Text:
⁂

4 a.m.! I rolled over to turn off my phone’s alarm with aching muscles. Angela and I had been skiing, bushwhacking, and romping chained up in 4-low from sun up to sun down for more than two weeks so that we could swing our tools on the best ice to form in Zion in years—perhaps ever.

Angela and I were crashing on the floor of a guiding shop where we’d worked all summer. But now, there were no clients to meet and entertain, and I wasn’t already sweating from the 100+ degree temps. There was no steady stream of cars heading into the national park entrance. Quaint little Springdale had become a ghost town.

It felt surreal and out of place, but it was time to transfer our half-awake, 1,000-yard stares into jittery caffeine-induced focus on the day’s ice project. I stumbled over to the stove, tripping on our gear strewn all across the floor: drying clothes, half-wet ropes, tools, screws, and boots hanging from the heater vents. It looked like someone had blown open a giant bag of Skittles (thank you, outdoor industry, for such bright, colorful gear). The roar of the double-burner stove broke the peaceful dawn. The day was on, and we raced to see what we could accomplish before it was gone.That morning we had another zombie among us. Matt had driven through the night a day earlier to get in on the action. I had told him over the phone that it was a big gamble to make the five-hour drive south. The temps were borderline for ice. It was melting out daily, though sometimes healing up at night, depending on the location. Not to mention it kept raining in Springdale. He made the mad dash anyway.

I had heard horror stories from Andrew Burr about some of the winter approaches in the east end of the park. He and a crew had made the descent to the Zicicle (WI5) years prior [see the cover of Climbing, October 2009]. They had to huff all the way in from the paved road, and he said they crawled on their knees most of the way. The inconsistent punch-hole crust didn’t allow them to hike, and they didn’t have skis because, well, c’mon, it’s the desert.

⁂

Instructions:
a) In the Zion ice climbing account, shorten the paragraph that begins "Angela and I were crashing" while keeping its main facts.
b) List every line of the listing that contains the word "shirt".

⁂

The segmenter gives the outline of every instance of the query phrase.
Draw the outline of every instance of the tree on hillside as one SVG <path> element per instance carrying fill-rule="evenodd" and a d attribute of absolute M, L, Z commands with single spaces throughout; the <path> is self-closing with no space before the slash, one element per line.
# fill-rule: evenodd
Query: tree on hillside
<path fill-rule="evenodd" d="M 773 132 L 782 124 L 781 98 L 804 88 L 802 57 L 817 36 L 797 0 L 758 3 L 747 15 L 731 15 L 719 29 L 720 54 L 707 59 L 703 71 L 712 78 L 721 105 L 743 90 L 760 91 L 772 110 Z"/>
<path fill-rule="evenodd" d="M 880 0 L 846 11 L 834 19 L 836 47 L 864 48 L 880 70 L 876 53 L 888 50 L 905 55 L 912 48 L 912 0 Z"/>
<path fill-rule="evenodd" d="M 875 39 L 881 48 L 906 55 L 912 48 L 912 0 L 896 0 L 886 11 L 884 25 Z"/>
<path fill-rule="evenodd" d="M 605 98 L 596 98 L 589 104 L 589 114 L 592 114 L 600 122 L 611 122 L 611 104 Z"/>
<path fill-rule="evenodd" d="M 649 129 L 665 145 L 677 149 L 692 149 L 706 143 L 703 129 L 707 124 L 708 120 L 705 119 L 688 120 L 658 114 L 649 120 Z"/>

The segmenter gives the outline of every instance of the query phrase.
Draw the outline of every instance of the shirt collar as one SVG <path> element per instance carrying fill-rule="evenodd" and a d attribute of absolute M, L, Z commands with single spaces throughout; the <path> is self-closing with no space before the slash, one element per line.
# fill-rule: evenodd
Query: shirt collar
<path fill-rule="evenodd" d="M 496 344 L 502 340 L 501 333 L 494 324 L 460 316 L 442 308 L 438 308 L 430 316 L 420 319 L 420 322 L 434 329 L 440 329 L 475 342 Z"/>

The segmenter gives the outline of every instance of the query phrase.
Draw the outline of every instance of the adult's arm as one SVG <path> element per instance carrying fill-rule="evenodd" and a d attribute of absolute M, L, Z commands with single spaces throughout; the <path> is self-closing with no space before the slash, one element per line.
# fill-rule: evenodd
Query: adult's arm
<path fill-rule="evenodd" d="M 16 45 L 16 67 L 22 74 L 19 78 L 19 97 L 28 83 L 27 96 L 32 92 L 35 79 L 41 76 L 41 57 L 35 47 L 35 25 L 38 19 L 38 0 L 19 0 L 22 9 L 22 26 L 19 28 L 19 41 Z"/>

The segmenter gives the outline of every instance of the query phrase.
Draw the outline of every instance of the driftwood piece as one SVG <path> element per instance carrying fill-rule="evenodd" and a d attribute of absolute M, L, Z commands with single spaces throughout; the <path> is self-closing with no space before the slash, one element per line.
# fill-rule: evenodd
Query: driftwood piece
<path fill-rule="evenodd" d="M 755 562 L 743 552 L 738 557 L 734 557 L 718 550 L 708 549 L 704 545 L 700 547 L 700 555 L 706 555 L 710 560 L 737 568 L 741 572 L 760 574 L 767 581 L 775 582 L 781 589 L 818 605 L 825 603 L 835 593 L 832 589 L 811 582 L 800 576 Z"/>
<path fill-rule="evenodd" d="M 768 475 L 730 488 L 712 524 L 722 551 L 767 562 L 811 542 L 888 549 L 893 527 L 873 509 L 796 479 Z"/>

⁂

Solutions to the exercise:
a) Angela and I slept on the floor of the guiding shop where we'd worked all summer. Now there were no clients, no 100+ degree heat, and no line of cars entering the park. Springdale had become a ghost town.

b)
Draw the outline of every instance of the shirt collar as one SVG <path> element per instance carrying fill-rule="evenodd" and a d attribute of absolute M, L, Z commands with single spaces throughout; the <path> is self-closing with no space before the slash, one element per line.
Query: shirt collar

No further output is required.